TEXT SHOWN:
◆ ◆ ◆ ◆ ◆ ◆ ◆

All analyses were conducted in R, using the packages ggplot2 (Wickham and Winston 2019), lmerTest (Kuznetova et al. 2017) and lme4 (Bates et al. 2022).
Reported familiarity, clarity, usefulness, and frequency of use of the IPCC guidance note for assigning confidence levels
To answer our first research question, we examined experts’ reported familiarity, clarity, usefulness, and frequency of use of the IPCC guidance note for assigning confidence levels (Fig. 2; Mastrandrea et al. 2010). We found that the physical scientists were most familiar with the IPCC guidance note: 87% said they were “very familiar” or “familiar” with the IPCC guidance note, compared to 73% of the earth scientists, 66% of the life scientists, 64% of the social scientists, and 64% of the engineers (Fig. 2; Table A.3 in Appendix). Clarity and usefulness of the IPCC guidance note about confidence (Mastrandrea et al. 2010) were rated quite similar by experts from all disciplines. Yet, 81% of the physical scientists indicated using the IPCC guidance note “always” or “very frequently,” while that figure was 69% for the earth scientists, 52% for the life scientists, 53% for the social scientists, and 50% for the engineers (Fig. 2). Thus, experts from different disciplines may have different needs for guidelines on communicating confidence about climate evidence (Swart et al. 2009).

◆ ◆ ◆ ◆ ◆ ◆ ◆

EXERCISE TASKS:
A – Using the passage on the IPCC guidance note, answer these:
(i) In what software were all analyses conducted?
(ii) What share of the earth scientists said they were "very familiar" or "familiar" with the IPCC guidance note?
(iii) What share of the engineers reported using the guidance note "always" or "very frequently"?
B – From the passage on the IPCC guidance note, write out the stretch from "All analyses were" through "et al. 2022).".

◆ ◆ ◆ ◆ ◆ ◆ ◆

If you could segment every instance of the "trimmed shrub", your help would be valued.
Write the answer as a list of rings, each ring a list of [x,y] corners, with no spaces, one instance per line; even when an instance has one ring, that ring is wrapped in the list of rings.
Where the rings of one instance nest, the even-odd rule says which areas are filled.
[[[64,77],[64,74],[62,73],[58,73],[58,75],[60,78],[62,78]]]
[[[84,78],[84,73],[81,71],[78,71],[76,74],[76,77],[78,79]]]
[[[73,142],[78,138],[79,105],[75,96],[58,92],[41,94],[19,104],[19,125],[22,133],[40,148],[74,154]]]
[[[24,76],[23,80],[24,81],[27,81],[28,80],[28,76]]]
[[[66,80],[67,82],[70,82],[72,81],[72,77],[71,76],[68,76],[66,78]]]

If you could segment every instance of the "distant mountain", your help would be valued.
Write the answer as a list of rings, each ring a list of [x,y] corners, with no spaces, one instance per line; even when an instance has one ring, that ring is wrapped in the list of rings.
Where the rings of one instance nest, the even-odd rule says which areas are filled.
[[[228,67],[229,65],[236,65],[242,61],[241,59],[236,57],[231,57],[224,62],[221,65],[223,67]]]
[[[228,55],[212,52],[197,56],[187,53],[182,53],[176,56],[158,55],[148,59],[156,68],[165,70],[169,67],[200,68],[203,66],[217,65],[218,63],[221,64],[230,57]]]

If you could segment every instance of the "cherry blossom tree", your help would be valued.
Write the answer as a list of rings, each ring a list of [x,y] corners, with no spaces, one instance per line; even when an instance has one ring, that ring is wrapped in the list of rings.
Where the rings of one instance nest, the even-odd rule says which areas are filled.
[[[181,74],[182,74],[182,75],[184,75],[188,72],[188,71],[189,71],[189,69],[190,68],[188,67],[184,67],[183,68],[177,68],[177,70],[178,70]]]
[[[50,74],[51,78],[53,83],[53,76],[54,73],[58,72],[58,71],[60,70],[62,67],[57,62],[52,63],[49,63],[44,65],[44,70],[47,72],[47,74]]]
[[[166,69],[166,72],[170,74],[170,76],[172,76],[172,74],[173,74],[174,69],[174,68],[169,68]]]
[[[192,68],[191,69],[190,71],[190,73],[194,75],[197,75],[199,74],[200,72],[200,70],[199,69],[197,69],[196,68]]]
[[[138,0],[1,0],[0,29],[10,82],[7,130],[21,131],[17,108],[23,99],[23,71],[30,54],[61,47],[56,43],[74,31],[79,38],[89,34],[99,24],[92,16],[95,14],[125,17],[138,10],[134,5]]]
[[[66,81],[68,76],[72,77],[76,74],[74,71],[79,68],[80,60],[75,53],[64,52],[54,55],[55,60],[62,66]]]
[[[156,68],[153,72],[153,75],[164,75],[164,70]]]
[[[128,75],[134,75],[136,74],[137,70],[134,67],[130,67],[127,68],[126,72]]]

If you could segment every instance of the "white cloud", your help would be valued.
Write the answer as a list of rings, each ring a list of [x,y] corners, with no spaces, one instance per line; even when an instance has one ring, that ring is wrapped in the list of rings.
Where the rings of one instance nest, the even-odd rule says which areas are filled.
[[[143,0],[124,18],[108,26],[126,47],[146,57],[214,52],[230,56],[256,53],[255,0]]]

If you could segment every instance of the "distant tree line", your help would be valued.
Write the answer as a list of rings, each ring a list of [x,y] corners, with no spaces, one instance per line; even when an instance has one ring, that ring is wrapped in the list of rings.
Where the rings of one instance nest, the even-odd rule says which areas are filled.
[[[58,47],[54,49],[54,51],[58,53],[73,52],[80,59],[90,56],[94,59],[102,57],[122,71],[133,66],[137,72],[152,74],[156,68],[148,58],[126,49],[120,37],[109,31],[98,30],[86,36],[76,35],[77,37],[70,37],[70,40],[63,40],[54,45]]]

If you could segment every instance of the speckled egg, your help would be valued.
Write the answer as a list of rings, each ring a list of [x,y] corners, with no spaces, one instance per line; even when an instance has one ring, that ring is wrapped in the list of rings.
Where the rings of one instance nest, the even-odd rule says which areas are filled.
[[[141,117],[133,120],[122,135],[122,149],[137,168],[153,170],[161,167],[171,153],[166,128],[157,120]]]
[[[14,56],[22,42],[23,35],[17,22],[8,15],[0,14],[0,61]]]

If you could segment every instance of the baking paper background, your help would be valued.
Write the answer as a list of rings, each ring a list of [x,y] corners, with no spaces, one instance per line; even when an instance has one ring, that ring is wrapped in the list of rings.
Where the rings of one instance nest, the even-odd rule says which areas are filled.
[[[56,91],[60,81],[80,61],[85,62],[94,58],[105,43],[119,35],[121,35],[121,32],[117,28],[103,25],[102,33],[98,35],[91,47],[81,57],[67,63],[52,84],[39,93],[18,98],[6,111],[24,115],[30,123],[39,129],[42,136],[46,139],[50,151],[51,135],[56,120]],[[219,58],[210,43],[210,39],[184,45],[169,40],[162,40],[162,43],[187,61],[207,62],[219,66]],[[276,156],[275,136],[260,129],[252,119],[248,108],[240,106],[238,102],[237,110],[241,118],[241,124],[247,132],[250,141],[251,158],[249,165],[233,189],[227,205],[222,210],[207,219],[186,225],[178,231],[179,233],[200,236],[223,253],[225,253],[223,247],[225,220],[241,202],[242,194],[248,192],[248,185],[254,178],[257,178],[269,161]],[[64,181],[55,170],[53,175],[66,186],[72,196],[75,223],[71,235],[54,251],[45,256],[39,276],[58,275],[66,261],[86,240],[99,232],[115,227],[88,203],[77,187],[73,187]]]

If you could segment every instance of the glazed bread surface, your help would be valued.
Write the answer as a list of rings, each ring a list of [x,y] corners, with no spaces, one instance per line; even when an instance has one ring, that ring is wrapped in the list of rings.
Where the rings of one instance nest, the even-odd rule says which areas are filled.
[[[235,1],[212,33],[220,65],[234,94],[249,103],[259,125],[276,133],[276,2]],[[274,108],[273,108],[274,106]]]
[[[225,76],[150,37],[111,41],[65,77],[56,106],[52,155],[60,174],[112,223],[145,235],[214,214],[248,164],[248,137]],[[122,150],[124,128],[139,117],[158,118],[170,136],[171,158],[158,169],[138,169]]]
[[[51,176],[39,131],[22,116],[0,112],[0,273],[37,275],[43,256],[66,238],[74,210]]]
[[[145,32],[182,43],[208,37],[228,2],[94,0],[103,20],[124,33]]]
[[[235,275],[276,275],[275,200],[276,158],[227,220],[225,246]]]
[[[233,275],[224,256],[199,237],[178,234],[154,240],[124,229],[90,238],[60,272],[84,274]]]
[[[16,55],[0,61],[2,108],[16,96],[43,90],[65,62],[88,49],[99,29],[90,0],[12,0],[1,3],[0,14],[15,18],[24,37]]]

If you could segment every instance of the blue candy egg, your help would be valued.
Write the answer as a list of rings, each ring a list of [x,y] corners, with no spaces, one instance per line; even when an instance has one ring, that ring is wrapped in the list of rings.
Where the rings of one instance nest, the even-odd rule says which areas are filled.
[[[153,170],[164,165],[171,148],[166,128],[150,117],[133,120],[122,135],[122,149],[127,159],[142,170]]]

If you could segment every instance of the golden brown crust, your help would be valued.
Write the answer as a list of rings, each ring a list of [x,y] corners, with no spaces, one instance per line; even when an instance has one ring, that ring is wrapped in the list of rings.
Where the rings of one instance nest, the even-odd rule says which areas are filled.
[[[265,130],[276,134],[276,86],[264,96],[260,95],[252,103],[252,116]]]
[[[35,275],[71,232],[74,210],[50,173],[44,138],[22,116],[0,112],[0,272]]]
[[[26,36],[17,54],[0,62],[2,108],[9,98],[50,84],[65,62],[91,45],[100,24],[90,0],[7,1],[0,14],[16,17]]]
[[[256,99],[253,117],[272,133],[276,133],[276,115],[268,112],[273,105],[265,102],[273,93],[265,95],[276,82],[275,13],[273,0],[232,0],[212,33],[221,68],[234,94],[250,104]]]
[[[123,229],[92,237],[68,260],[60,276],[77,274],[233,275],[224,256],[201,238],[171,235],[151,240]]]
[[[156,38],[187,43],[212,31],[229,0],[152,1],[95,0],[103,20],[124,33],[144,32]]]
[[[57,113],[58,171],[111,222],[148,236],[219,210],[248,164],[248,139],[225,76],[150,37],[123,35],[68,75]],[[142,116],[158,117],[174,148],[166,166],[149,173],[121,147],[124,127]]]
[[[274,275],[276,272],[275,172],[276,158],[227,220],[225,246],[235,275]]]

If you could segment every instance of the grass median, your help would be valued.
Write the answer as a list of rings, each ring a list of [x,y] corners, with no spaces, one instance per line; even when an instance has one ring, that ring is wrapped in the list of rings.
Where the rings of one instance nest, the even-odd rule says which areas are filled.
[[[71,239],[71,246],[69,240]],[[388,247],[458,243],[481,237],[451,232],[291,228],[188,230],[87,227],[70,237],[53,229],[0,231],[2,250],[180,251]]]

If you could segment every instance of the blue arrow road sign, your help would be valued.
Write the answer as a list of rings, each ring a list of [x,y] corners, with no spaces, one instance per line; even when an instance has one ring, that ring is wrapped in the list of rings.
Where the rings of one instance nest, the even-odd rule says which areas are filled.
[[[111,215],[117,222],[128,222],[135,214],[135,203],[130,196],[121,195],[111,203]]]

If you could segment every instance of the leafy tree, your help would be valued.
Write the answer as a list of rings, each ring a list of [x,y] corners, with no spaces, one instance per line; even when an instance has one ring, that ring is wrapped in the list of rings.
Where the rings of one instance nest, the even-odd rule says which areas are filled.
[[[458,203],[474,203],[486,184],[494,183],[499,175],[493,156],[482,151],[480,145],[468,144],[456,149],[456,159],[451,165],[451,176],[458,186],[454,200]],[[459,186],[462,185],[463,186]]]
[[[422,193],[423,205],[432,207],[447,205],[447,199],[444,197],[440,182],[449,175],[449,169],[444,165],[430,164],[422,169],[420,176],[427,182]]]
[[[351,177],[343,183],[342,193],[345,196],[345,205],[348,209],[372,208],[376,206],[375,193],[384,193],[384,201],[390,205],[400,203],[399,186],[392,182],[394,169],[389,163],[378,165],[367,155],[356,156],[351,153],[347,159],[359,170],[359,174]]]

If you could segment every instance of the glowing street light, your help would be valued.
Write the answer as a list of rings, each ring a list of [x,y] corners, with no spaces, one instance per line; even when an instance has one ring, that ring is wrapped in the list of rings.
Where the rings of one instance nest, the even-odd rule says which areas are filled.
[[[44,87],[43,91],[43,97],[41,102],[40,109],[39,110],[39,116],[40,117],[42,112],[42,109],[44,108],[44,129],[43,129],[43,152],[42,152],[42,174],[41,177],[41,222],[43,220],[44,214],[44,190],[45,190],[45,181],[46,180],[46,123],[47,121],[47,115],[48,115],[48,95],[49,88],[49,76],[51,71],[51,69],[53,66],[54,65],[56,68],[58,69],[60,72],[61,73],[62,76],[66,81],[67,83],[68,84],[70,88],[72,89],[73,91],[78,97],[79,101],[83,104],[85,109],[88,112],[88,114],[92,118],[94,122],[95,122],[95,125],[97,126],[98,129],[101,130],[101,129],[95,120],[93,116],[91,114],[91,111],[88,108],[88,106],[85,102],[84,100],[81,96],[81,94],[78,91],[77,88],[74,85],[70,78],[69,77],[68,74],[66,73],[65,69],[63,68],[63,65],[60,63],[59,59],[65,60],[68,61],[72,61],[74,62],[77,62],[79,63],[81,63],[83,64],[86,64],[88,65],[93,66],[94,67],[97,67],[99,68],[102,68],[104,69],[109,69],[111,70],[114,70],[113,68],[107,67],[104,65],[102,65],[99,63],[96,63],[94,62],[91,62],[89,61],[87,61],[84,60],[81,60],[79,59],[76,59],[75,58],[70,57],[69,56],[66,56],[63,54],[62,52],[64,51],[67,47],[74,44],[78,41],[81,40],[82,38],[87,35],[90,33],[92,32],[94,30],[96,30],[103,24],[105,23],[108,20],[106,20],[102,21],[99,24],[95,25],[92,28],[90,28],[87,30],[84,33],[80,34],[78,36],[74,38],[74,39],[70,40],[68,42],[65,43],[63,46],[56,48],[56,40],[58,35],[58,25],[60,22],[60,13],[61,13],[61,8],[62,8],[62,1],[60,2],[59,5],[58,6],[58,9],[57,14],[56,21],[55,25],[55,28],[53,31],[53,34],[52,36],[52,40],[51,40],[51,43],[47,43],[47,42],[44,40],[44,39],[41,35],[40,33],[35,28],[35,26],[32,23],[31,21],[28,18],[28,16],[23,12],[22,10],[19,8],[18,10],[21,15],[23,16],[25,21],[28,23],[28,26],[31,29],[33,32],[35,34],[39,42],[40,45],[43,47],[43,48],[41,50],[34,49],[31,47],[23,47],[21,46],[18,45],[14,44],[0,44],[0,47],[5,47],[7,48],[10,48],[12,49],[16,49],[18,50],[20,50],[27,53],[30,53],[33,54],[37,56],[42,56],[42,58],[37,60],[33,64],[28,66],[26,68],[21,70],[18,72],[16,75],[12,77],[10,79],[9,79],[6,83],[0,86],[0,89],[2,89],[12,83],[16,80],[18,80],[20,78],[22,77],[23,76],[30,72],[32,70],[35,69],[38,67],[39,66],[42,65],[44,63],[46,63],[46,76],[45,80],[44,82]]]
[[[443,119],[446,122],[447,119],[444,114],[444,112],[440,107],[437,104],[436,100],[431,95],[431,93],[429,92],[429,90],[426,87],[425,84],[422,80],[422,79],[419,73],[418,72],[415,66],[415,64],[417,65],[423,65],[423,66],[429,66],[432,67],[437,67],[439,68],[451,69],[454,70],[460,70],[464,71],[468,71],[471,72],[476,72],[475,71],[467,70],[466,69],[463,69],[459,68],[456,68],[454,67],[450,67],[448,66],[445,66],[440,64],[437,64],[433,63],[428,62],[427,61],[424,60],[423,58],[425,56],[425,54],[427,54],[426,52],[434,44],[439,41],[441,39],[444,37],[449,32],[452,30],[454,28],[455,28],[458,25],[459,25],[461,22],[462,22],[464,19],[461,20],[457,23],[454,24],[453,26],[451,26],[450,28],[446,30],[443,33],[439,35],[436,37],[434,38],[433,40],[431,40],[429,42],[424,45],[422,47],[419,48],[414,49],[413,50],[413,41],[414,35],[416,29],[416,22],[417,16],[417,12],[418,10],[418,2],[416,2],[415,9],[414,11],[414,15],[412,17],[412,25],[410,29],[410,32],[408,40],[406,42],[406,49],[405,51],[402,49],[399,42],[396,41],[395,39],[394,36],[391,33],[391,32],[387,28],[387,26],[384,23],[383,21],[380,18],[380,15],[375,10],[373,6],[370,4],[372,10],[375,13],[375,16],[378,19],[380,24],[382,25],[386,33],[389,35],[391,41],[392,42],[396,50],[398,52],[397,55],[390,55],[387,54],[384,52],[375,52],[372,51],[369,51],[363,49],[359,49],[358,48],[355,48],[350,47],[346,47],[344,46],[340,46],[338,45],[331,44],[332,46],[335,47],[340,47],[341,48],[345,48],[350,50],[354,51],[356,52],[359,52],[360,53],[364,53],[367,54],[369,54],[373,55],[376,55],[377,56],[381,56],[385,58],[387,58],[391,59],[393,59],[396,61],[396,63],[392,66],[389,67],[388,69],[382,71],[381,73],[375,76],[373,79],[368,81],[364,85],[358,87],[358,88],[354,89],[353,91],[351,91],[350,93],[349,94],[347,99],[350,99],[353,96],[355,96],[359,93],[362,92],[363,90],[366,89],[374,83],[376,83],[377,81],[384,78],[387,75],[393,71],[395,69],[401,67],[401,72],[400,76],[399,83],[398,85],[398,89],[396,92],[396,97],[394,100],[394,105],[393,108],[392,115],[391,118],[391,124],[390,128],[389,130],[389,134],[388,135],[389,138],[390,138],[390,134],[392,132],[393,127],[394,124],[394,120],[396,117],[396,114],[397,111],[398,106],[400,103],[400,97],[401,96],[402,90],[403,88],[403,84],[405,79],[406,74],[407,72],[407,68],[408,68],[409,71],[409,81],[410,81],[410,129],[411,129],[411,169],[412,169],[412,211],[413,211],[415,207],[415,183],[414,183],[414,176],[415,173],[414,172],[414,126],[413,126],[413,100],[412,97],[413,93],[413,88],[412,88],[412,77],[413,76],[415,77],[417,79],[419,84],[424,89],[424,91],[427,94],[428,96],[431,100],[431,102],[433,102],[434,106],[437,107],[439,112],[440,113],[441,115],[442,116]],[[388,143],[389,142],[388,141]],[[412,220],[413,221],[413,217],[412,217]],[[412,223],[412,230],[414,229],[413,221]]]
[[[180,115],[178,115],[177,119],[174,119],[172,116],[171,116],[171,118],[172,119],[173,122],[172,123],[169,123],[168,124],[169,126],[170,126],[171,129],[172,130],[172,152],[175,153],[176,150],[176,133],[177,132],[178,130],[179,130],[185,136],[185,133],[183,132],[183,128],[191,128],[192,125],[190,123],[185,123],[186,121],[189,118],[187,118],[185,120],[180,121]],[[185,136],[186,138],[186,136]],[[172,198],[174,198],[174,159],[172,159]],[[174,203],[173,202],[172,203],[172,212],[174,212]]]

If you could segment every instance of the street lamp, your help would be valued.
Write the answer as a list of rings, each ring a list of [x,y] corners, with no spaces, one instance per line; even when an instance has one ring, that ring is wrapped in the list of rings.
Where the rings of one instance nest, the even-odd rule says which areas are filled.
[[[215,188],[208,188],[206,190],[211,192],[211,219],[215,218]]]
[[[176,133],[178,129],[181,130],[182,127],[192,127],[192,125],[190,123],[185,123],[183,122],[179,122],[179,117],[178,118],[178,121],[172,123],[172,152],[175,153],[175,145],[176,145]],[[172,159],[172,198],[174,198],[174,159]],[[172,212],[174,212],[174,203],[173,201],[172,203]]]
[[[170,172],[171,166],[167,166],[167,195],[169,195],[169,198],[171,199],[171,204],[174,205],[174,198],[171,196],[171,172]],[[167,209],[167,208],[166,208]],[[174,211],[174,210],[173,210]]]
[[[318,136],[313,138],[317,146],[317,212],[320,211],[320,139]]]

◆ ◆ ◆ ◆ ◆ ◆ ◆

SOLUTIONS TO THE EXERCISE:
A –
(i) R
(ii) 73%
(iii) 50%

B –
All analyses were conducted in R, using the packages ggplot2 (Wickham and Winston 2019), lmerTest (Kuznetova et al. 2017) and lme4 (Bates et al. 2022).